Exercise objective
Copy out the lines below word for word, leaving out the pictures.

Available records
....................

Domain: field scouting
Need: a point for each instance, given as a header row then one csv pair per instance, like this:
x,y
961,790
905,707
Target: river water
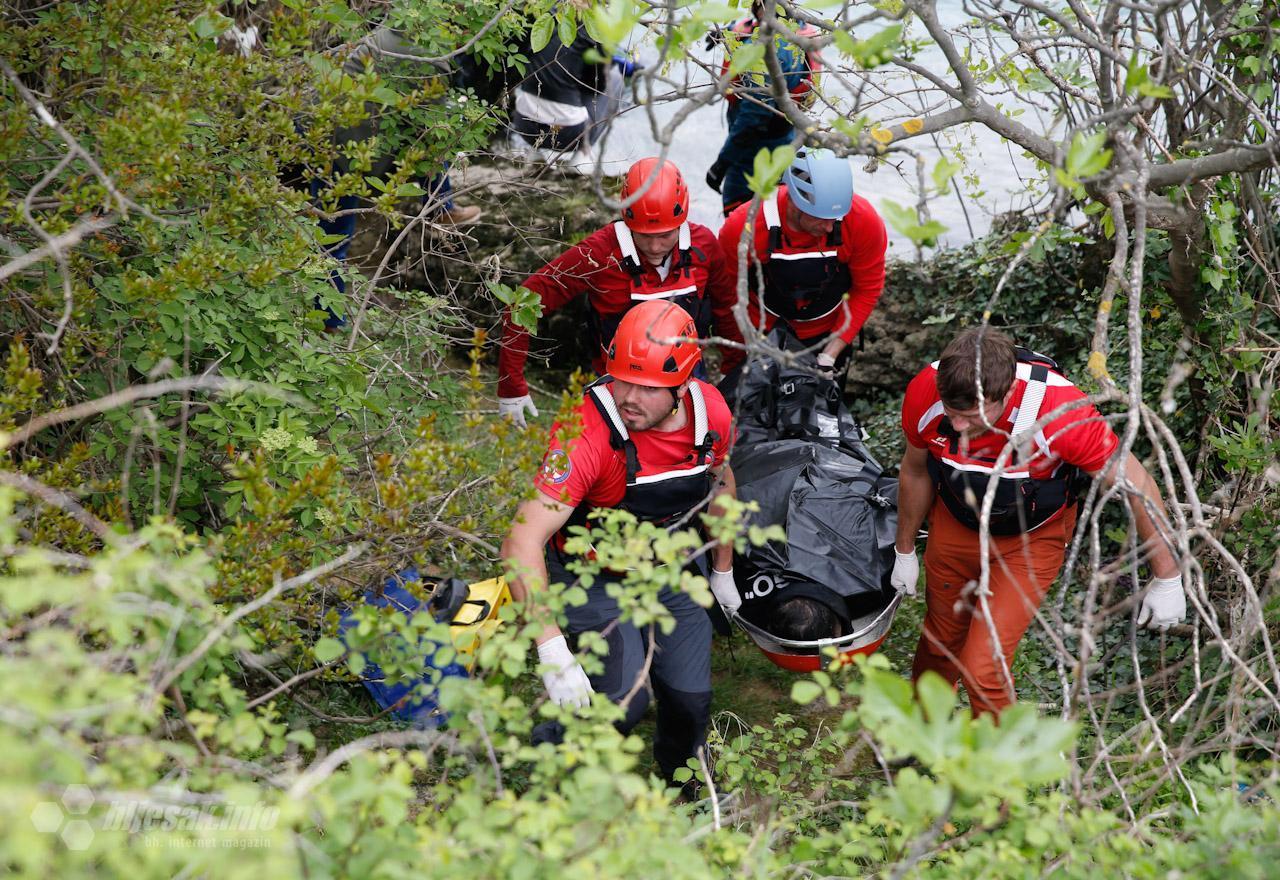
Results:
x,y
997,172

....................

Output below
Domain: field scouting
Need: a point for each instance, given as a header row then one csv pair per instance, like this:
x,y
961,790
905,707
Target: river water
Results:
x,y
997,172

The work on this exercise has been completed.